◆ **Text block**:
_ _ _

Wednesday, January 2, 2013

HOW TO GET VISITORS TO LOVE YOU - WOOING THE WORLD WIDE WEB


TIPS FROM WEBSITE HOSTING PROVIDER

Wooing.
Ask gramps what pitching woo was all about back in the days of yore. A young beau (it was a different time) would woo his would-be sweetheart with flowers, love letters (written in long hand) and “a’courtin’” as the long-timers say. It was an elaborate dance that lasted until the fair maiden finally accepted the marriage proposal, got hitched and lived happily ever after.
As the owner of a web-based enterprise, small, medium or vente, your web site engages in the same rituals that love-sick paramours undertook to woo their future spouses. So, what worked then (if it didn’t work, chances are you wouldn’t be here reading this) works today on a web site.
Following some simple “rules of engagement” (pun intended), to make visitors to your web site fall in love with you, your web site and what you sell in the goods or services department.
Or as your computer-savvy great-granddad says, “Here’s how to pitch woo to the world wide web, young’un.”
1. Get noticed.
During the courtship process, step one is always: get noticed. Stand out from the rest of the suitors – other web sites competing for ecommerce dollars that are expanding exponentially in the fastest, hottest marketplace today.
Standing out from 1.5 million suitors ain’t all that easy. Google your most powerful keyword and see how many links come up. It’s not uncommon to get over two million hits on a search query so how do you stand out from all that competition for site visitor dollars?
Post to social media, of course. Open a Facebook account, a Plurk account, MySpace, LinkedIn and other social media sites and post actively. You’ll build a following if your posts are engaging and helpful. If you constantly Twitter about how good your products are, followers will (1) start to ignore you, (2) block you, and (3) report you for spamming them.

_ _ _

[Records from a point labeling set]
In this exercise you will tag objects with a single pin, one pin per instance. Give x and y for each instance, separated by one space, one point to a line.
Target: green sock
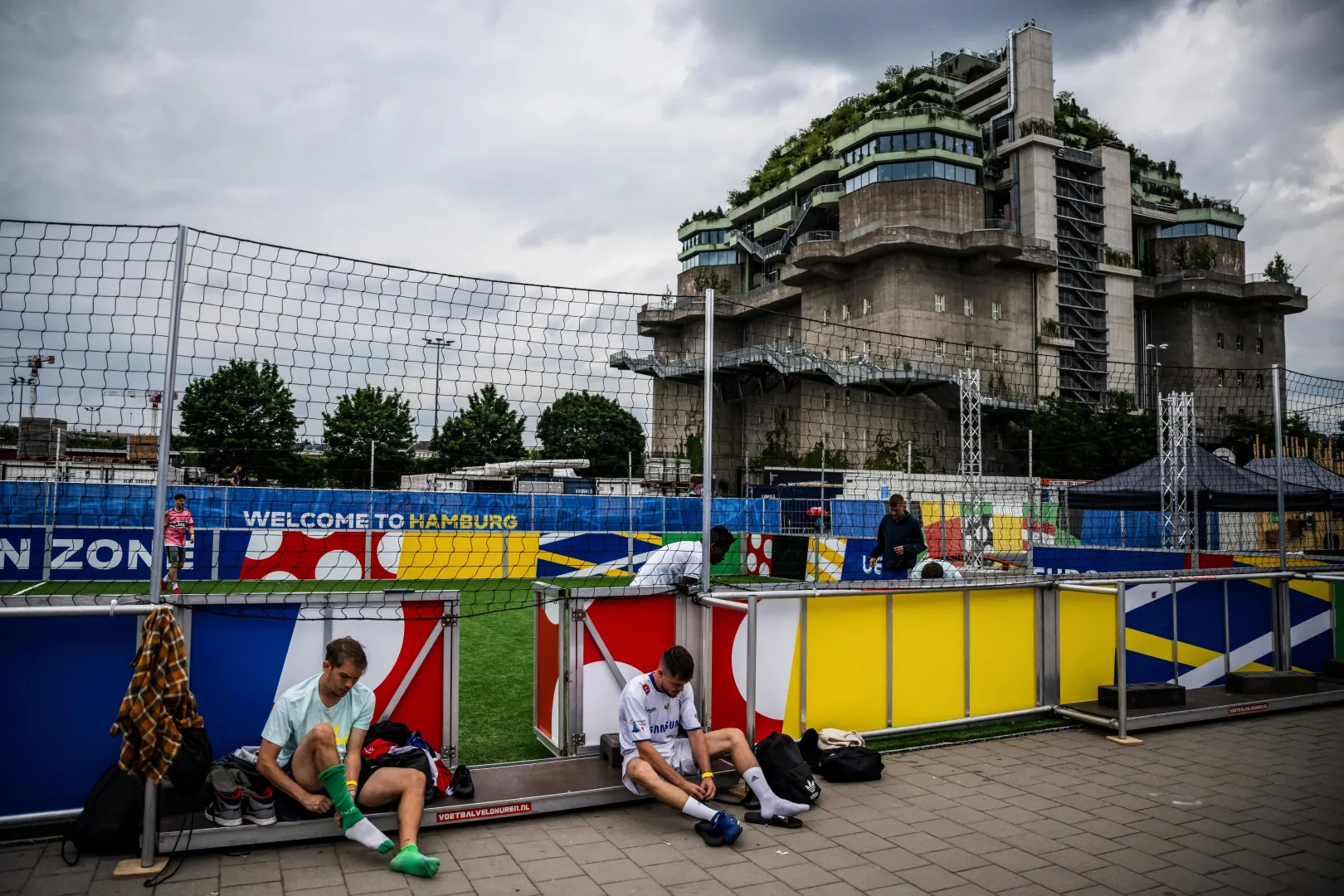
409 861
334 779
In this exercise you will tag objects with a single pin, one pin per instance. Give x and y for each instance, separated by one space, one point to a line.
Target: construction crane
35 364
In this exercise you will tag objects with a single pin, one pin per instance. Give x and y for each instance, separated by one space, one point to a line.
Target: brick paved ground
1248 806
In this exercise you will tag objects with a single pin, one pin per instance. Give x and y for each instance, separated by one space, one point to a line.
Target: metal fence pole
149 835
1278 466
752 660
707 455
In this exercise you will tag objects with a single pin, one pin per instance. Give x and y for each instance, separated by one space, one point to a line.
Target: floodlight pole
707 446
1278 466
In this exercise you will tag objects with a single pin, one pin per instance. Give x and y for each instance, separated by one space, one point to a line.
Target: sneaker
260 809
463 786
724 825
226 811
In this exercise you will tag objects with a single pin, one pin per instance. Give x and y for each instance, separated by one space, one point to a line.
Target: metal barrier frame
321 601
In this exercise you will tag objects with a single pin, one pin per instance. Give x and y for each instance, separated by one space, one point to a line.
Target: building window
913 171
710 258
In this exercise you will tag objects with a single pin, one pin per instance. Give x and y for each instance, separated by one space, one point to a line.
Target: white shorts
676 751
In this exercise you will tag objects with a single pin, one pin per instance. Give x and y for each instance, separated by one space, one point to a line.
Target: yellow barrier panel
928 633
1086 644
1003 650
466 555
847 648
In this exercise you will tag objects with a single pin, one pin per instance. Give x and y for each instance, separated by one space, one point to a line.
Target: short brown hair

_ _ _

◆ **Problem**:
Continue the article on wooing website visitors from where it stops.

◆ **Answer to this exercise**:
Use pay-per-click programs to drive traffic. Have your little blue cube appear on a search engine results page (SERP). These PPC cubes have some advantages worth noting:
They’re contextual, meaning they appear on pages associated with the query terms entered by the search engine user. Your yoga supply store shows up whenever a search engine user types in yoga or, better yet, yoga supplies.
Post to topic-related blogs. If you’re selling sporting goods, post to sports blogs and drive traffic.
Join on-line associations and groups through LinkedIn. Demonstrate your good corporate citizenship and your currency in the topic upon which your site is based, i.e. surfboard sales. Submit posts to surfer blogs reporting “8-foot glassy swells” in real time, dude.
Network. A no-brainer.
Submit content for syndication through sites like ezine, helium and goarticles – all dot com. Other web site owners pick up these informational articles, post them on their sites and provide a link back to your site as compensation. It’s a good deal and an even better “look-at-me” tactic.
Once search engines start to notice you, visitors will start noticing you. Employ “long-tail” keywords – queries that use long terms like “used surf board equipment cheap.” Not many search engine users will type in this long tail but those who do will see your site right at the top of page one of the SERPs.
2. Entice the visitor.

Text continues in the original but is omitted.